---------- Data to use ----------

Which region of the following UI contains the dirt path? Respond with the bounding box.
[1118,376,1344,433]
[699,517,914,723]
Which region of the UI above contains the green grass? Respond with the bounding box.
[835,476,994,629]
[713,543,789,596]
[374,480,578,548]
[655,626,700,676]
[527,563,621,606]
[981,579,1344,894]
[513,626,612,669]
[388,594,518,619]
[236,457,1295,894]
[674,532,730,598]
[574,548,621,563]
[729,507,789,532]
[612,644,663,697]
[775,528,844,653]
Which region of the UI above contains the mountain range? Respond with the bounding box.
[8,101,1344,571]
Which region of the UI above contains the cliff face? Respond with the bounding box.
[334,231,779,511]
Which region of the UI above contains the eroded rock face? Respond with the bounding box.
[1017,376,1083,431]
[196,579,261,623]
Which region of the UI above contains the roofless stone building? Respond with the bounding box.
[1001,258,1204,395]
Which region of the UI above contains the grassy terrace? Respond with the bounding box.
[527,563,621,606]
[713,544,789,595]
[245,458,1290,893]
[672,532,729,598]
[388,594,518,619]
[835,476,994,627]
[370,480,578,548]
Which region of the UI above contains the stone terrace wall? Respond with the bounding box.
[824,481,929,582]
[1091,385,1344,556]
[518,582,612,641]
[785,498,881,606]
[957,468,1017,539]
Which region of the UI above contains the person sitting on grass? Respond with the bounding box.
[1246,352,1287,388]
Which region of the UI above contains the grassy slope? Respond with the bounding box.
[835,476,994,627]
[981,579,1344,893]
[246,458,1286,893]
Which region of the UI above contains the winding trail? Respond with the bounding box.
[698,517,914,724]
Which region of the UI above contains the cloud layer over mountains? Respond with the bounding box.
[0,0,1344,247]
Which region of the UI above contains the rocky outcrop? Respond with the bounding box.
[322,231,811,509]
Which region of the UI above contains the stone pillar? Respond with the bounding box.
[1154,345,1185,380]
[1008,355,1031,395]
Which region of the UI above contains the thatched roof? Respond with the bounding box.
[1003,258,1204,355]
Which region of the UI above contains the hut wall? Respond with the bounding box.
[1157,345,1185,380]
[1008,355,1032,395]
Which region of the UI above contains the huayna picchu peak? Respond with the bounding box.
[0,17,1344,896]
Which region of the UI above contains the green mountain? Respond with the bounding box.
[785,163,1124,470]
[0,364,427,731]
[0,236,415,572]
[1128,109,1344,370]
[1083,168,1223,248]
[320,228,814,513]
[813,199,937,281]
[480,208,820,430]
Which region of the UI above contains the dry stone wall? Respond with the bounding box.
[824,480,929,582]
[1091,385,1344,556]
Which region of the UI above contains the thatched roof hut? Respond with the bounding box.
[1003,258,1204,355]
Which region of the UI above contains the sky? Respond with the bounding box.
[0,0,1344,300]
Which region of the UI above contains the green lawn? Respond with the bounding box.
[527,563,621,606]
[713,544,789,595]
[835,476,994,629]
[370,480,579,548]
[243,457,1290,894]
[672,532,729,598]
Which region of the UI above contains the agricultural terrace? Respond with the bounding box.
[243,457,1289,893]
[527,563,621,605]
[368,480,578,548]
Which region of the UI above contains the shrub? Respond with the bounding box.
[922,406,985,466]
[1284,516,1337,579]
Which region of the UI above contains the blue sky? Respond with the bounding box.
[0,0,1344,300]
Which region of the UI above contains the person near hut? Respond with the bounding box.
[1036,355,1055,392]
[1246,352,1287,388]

----------

- **Work to do**
Reproduce every one of the records above, character for character, with no changes.

- **Result of this exercise**
Which region of the following UI contains the dirt path? Respond with the bounding box.
[1118,376,1344,433]
[699,517,914,723]
Which region of the UI above contains the green grass? Respond with the bounding box.
[835,476,994,629]
[713,543,789,596]
[374,480,578,548]
[655,626,700,676]
[527,563,621,606]
[981,579,1344,894]
[513,626,612,669]
[388,594,518,619]
[236,457,1295,894]
[674,532,730,598]
[574,548,621,563]
[729,507,789,532]
[612,644,663,697]
[775,528,844,653]
Which region of the UI above contains the mountain range? Respond with the bounding box.
[8,101,1344,571]
Which region of the UI above contains the cliff face? Respond with the bounding box.
[334,231,779,511]
Which region of the UI above contains the eroded rock face? Respond with the bounding box.
[1017,376,1083,431]
[196,579,261,623]
Which region of the UI above contains the roofless stone building? Respond with the bounding box.
[1001,258,1204,395]
Which region of the UI above contains the grassy terrace? Respond with the bounding box.
[527,563,621,606]
[713,544,789,595]
[245,458,1290,893]
[672,532,729,598]
[388,594,518,619]
[835,476,994,627]
[370,480,578,548]
Which region of the UI above contains the stone terrace wall? Respond with the bounding box.
[824,481,929,582]
[1091,385,1344,556]
[518,582,612,641]
[785,498,881,606]
[957,468,1017,539]
Which region of the UI above contains the person sitting on grass? Respond with the bounding box.
[1246,352,1287,388]
Which region of the UI above contains the grassy slope? Respond with the bounding box.
[835,476,994,627]
[981,579,1344,893]
[246,458,1286,893]
Which region of the UI above contains the winding trail? Respond with the bounding box.
[698,517,914,724]
Which region of the UI above contains the cloud layer over mountains? Respond with the bounding box.
[0,0,1344,247]
Which region of the UI above contains the rocky outcrop? Respond with the bounding box.
[322,231,811,509]
Which region of the UI above contains the stone pillar? Respond with the bounding box.
[1154,345,1185,380]
[1008,355,1031,395]
Which region of the UI above contains the thatched roof? Respond with the bounding box.
[1003,258,1204,355]
Which region of the UI above contains the hut wall? Respond with the bounding box.
[1157,345,1185,380]
[1008,355,1032,395]
Which region of the UI above contains the huayna picchu peak? Respond with the bounding box.
[0,17,1344,896]
Which region of the UI above contains the green mountain? Respond with the bounding box.
[785,163,1124,470]
[0,364,427,731]
[0,236,415,572]
[1128,109,1344,370]
[1083,168,1223,248]
[320,228,814,513]
[813,199,937,281]
[480,208,820,430]
Which region of the UI above contains the dry stone wall? Respond with the bounding box.
[824,480,929,582]
[1091,385,1344,556]
Which region of the UI above contains the thatched roof hut? Respond with the bounding box.
[1003,258,1204,355]
Which region of the UI above contains the sky? Respond with the bounding box.
[0,0,1344,300]
Which region of the UI above contains the green lawn? Respond with the bounding box.
[527,563,621,606]
[713,544,789,595]
[835,476,994,629]
[370,480,579,548]
[243,457,1290,894]
[672,532,729,598]
Which region of the UI above contains the agricultural terrace? Respond with the bounding box.
[243,457,1289,893]
[527,563,621,605]
[368,480,578,548]
Which region of the UI above contains the shrub? Respond with the bounding box.
[922,406,985,466]
[1284,516,1337,579]
Which region of the UI above contains the blue sky? Respond with the bounding box.
[0,0,1344,300]
Which region of the UI above contains the person near hut? Respond with the bounding box.
[1036,355,1055,392]
[1246,352,1287,388]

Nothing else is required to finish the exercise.